§ PROBLEM DESCRIPTION:
Starting with the line that contains "e.g. [(172, 60)]" and going on through the end of the items, reproduce those lines with their requests, adding 108 to every x and y coordinate in the answers. Omit the pictures.

§ Rows from an object pointing dataset:
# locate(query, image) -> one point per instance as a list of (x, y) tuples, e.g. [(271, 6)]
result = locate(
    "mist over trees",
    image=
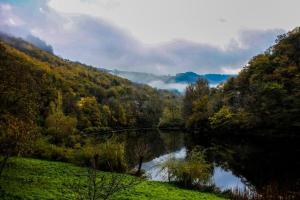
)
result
[(265, 94)]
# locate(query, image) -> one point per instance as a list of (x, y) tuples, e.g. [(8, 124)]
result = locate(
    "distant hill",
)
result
[(176, 82), (32, 79)]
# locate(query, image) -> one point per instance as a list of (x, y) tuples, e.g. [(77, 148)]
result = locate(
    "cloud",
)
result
[(97, 42), (168, 86)]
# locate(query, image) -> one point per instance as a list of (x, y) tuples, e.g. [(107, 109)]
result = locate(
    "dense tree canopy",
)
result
[(265, 94)]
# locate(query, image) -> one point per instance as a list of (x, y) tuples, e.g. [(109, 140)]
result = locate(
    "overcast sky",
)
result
[(157, 36)]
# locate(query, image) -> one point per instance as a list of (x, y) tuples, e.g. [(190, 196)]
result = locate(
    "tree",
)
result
[(193, 171), (16, 138), (59, 126), (221, 119), (102, 187)]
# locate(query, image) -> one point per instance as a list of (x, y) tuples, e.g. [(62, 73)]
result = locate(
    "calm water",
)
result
[(241, 164)]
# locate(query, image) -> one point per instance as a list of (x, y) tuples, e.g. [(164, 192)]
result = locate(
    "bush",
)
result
[(193, 171)]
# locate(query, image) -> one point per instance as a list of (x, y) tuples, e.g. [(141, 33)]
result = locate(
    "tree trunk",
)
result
[(140, 165), (3, 164)]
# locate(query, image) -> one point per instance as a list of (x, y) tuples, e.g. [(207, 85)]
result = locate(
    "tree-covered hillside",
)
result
[(36, 84), (265, 94)]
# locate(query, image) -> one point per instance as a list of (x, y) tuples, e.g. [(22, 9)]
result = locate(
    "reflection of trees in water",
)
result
[(260, 162), (157, 143)]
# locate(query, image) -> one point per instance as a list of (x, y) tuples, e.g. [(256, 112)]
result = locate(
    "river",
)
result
[(236, 164)]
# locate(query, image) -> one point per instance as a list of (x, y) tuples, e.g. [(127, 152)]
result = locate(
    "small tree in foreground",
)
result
[(102, 186)]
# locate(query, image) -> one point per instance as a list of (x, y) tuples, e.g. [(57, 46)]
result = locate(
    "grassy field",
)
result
[(38, 179)]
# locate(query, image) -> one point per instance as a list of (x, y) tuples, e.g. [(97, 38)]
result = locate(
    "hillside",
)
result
[(176, 82), (265, 94), (37, 179), (31, 79)]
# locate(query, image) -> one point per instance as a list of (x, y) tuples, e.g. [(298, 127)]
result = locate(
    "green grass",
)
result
[(37, 179)]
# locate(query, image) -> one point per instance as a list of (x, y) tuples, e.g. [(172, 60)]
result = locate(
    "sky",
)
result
[(157, 36)]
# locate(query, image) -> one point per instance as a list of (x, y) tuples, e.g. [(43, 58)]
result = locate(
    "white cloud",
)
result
[(96, 41)]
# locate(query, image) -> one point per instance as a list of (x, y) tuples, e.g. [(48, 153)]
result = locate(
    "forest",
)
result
[(59, 110)]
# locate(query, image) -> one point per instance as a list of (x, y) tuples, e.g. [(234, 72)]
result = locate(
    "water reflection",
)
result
[(237, 164)]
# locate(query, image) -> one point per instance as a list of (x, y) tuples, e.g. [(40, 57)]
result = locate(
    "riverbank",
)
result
[(37, 179)]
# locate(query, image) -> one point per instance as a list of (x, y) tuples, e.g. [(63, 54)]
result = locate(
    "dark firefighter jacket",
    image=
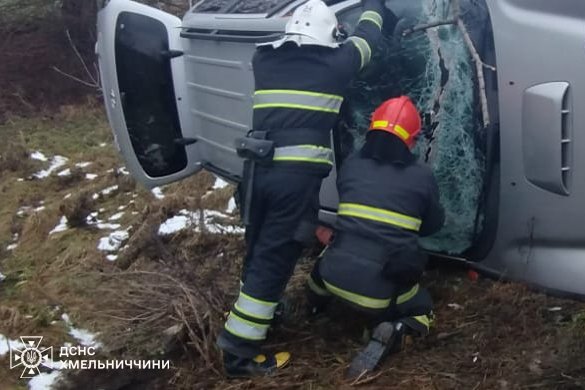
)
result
[(383, 209), (299, 91)]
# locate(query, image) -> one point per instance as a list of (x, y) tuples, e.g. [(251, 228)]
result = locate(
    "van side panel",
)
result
[(540, 61)]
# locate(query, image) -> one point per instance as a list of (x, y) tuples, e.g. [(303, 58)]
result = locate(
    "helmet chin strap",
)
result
[(339, 33)]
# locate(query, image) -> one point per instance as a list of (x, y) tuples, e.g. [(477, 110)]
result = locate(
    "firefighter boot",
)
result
[(388, 337), (261, 365)]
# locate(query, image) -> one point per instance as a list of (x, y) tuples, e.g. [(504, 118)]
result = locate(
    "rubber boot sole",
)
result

§ ANSWER TO THE EXERCISE:
# locate(query, image) -> one point per instance as a list of (x, y) tuples, e.g. [(172, 60)]
result = locate(
    "sky",
)
result
[(265, 144)]
# locate(query, image) -> one point per instance as a list of (x, y) tuples, e.g. [(43, 58)]
result = locate(
    "white cloud",
)
result
[(204, 149)]
# locate(query, image) -> one point per instance as a list of (x, y) tuples, e.g. [(48, 153)]
result = locate(
    "forest",
)
result
[(167, 218)]
# locate(query, image) -> one point per instance as a list of (x, y) tuples, e.g. [(234, 72)]
result = locate(
    "water reflection",
)
result
[(345, 272)]
# locate(query, image) -> one point per instance as a list of (x, y) tuples, e.g. [(40, 57)]
result = locate(
    "riverbank",
)
result
[(145, 287)]
# locate(query, image) -> one point per instance as a list of (x, y) tuples, e.g. [(63, 54)]
result = locate(
    "dark firefighter jacket",
    image=
)
result
[(491, 317), (407, 199)]
# locate(query, image) -> one point per instance as a list of (x, y) tuples, e.g. [(251, 228)]
result = locate(
    "van side panel",
)
result
[(648, 169)]
# locate(query, image) -> one point per instance as a list of (x, y) tuples, e.g. [(303, 58)]
result = locate(
    "helmet chin strap",
)
result
[(447, 141)]
# locate(query, image) -> one point per instance as a list of (x, y) tuples, e.g. [(477, 110)]
result = locate(
    "firefighter boot",
)
result
[(496, 445), (369, 473)]
# locate(query, image) -> one point per instance as a list of (x, y) tuples, e.g. [(504, 118)]
result = locate(
    "rubber boot sole",
)
result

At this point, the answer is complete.